Gerana Damulakis
De criatura à criadora
A
poesia escrita por mulheres através do tempos
De criatura à
criadora, a mulher percorreu um longo caminho de tributos e
punições. E no início eram Adão e Lilith, criados por Ele em
condições de igualdade até Lilith cometer o primeiro pecado - que
não foi a mordida na maçã - ao proferir o nome d'Ele. Expulsa do
paraíso graças aos seus excessos, afoiteza e galhardia, e sua
inquietações, Lilith passou a simbolizar a desventura. Adão ficou
só, mas não sustentou a solidão por muito tempo e rogou a Ele uma
outra mulher. Porém, dessa vez havia um custo a ser pago: uma parte
de seu corpo. É sintomático desde logo o que resolveu a questão: de
Adão não foi retirado nada dos olhos ou dos ouvidos, pois a mulher
não deve-ria ver ou ouvir melhor que ele; nada a tirar da cabeça, do
contrário, ele iria correr o risco de ter uma mulher que pensasse;
também nada havia para retirar de suas pernas para que ela não
corresse mais do que ele. Deus sugeriu, então, o osso curvo que
chamamos costela. É um osso que não faz falta, além de ter a
vantagem dessa curvatura que figura tão bem o sempre-curvado-a-ele.
A pequena
história conta, em síntese, o papel da mulher, o que lhe coube, e
daí vem a luta para reverter o conto e alcançar, ainda que na
contramão, o destemor de Lilith. E é na literatura escrita por
mulheres que se conta outra vez essa "fábula": no início foi Safo,
igual aos seus amigos poetas, ou mesmo mais ousada tal Lilith. Mais
adiante temos a hipótese levantada por Harold Bloom, que foi capaz
de propor uma polêmica quando no O Livro de J., dá ao misterioso J.
━━━━━━━━
- Requisitos do exercício -
**A)** Separe e copie cada linha da listagem que contém a palavra "green".
**B)** Retome o texto sobre a poesia escrita por mulheres e continue-o a partir do ponto em que ele termina.
O texto e a listagem não têm nenhuma relação entre si.

Entradas de anotação de coordenadas
━━━━━━━━
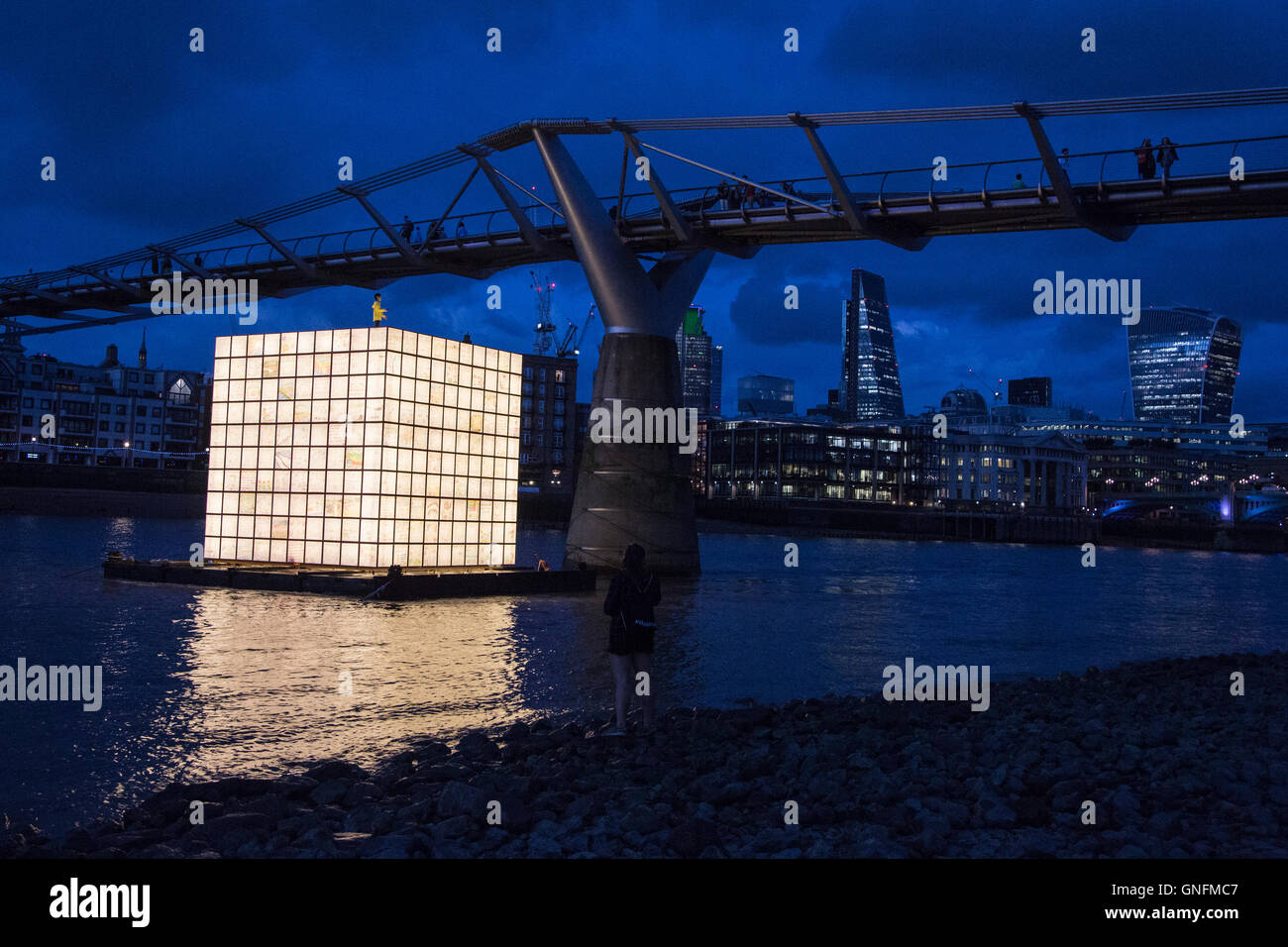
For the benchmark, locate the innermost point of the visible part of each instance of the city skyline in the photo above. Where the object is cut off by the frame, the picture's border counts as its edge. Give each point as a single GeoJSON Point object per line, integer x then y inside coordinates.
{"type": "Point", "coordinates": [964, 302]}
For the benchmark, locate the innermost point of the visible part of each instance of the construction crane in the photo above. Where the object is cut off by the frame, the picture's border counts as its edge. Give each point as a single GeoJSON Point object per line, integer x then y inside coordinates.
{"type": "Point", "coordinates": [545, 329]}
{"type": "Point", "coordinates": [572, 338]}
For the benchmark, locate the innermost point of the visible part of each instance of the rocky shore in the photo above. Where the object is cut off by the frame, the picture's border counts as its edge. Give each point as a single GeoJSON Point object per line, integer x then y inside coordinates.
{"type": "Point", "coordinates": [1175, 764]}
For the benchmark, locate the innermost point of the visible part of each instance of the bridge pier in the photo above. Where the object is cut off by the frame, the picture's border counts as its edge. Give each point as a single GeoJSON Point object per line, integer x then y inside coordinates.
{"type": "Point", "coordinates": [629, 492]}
━━━━━━━━
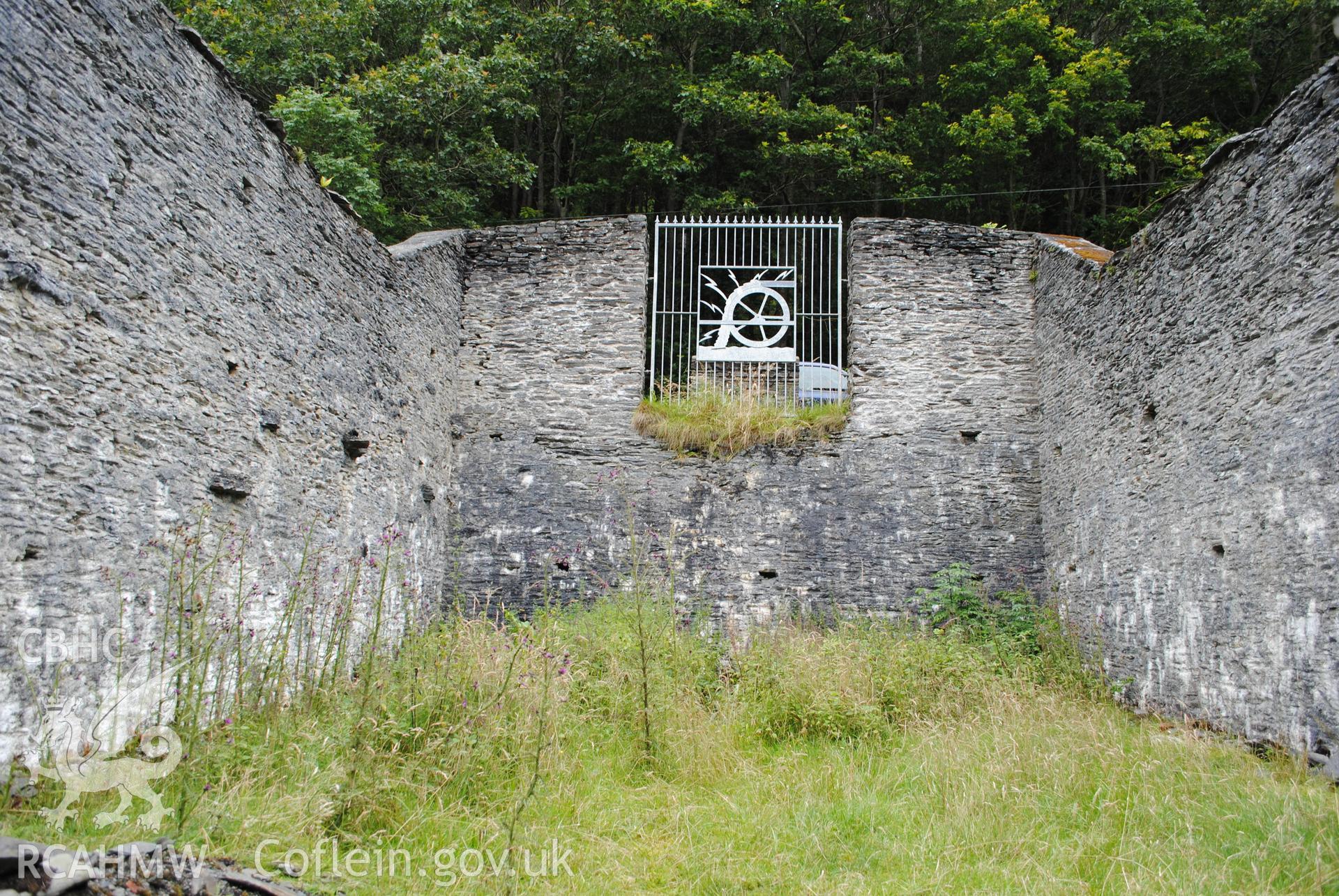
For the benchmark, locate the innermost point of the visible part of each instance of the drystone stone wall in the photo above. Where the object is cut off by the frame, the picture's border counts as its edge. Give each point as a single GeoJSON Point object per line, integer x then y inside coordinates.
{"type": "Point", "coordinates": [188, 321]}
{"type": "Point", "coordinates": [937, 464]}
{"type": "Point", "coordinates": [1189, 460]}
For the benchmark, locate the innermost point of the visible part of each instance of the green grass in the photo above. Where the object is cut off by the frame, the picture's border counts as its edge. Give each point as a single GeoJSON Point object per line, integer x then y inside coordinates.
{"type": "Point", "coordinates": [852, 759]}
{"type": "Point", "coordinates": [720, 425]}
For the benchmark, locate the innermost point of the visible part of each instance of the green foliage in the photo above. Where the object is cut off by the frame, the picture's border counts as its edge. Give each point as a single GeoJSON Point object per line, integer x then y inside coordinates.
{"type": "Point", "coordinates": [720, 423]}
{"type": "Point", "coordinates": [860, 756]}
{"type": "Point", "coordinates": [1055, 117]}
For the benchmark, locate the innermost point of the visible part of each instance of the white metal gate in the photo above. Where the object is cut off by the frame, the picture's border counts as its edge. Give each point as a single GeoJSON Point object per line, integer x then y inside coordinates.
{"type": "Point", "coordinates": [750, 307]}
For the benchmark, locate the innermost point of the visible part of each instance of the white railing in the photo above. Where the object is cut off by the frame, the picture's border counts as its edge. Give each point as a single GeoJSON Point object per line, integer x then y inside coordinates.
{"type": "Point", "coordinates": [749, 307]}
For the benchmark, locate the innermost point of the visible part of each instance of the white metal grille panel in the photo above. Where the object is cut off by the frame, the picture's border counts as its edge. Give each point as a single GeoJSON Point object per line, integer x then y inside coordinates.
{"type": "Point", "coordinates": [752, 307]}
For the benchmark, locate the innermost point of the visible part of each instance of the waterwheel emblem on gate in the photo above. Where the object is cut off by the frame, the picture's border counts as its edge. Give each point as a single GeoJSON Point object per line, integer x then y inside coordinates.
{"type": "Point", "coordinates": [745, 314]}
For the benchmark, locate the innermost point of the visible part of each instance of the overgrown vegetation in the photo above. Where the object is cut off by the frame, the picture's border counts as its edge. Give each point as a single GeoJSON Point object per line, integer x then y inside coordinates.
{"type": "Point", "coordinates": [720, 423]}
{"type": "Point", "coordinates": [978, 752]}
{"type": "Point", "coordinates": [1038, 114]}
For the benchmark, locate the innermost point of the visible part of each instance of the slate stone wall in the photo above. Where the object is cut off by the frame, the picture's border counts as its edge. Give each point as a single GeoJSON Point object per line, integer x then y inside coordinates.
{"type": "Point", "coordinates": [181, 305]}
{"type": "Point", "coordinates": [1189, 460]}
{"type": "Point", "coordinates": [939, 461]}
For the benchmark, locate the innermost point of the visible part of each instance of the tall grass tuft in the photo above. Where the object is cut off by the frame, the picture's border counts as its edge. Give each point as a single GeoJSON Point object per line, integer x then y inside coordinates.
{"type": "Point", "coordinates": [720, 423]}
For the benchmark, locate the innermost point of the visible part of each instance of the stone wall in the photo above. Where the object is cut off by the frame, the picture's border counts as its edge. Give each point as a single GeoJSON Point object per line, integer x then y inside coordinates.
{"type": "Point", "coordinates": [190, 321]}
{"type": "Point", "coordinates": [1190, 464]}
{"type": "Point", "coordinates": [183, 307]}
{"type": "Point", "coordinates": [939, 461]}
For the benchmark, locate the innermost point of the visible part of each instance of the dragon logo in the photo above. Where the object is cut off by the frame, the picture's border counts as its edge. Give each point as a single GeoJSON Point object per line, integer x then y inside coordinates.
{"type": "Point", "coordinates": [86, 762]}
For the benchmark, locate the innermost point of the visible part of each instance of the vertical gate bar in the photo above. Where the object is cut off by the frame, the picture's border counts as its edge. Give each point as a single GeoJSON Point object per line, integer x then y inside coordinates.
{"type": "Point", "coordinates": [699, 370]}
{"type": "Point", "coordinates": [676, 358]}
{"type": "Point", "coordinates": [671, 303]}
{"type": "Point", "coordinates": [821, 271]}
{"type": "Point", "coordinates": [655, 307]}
━━━━━━━━
- Respostas às tarefas -
**A)**
For the benchmark, locate the innermost point of the visible part of each instance of the green grass in the photo above. Where the object is cut off by the frame, the picture's border counts as its edge. Give each point as a single GeoJSON Point object per line, integer x then y inside coordinates.
For the benchmark, locate the innermost point of the visible part of each instance of the green foliage in the photo above. Where the object is cut off by the frame, the picture's border counts as its edge. Give each point as a single GeoJSON Point object per line, integer x then y inside coordinates.

**B)**
a autoria original de trechos como os da criação de Adão, Noé e o
dilúvio, José e seus irmãos e o episódio do Êxodo, do Velho
Testamento dos cristãos. J. teria sido uma mulher, uma escritora da
estatura de um Homero ou de um Shakespeare.
Mas, antes do
século XVIII, o que encontramos é uma outra voz feminina, seja Sor
Juana Inês de la Cruz, do México, ainda nos seiscentos, seja a fama
das Cartas de Amor de Mariana Alcoforado, escritas há três séculos
atrás.
O que se
encontra, na verdade, é a mulher se debatendo com uma linguagem
proibida. Emily Dickinson enfatiza o "sacrifício da mulher associado
à fala considerada ilegítima e à sexualidade considerada
subterrânea". Contudo, as Novas Cartas Portuguesas já comprovavam o
desassossego por originar uma linguagem aceitável para o gênero
feminino.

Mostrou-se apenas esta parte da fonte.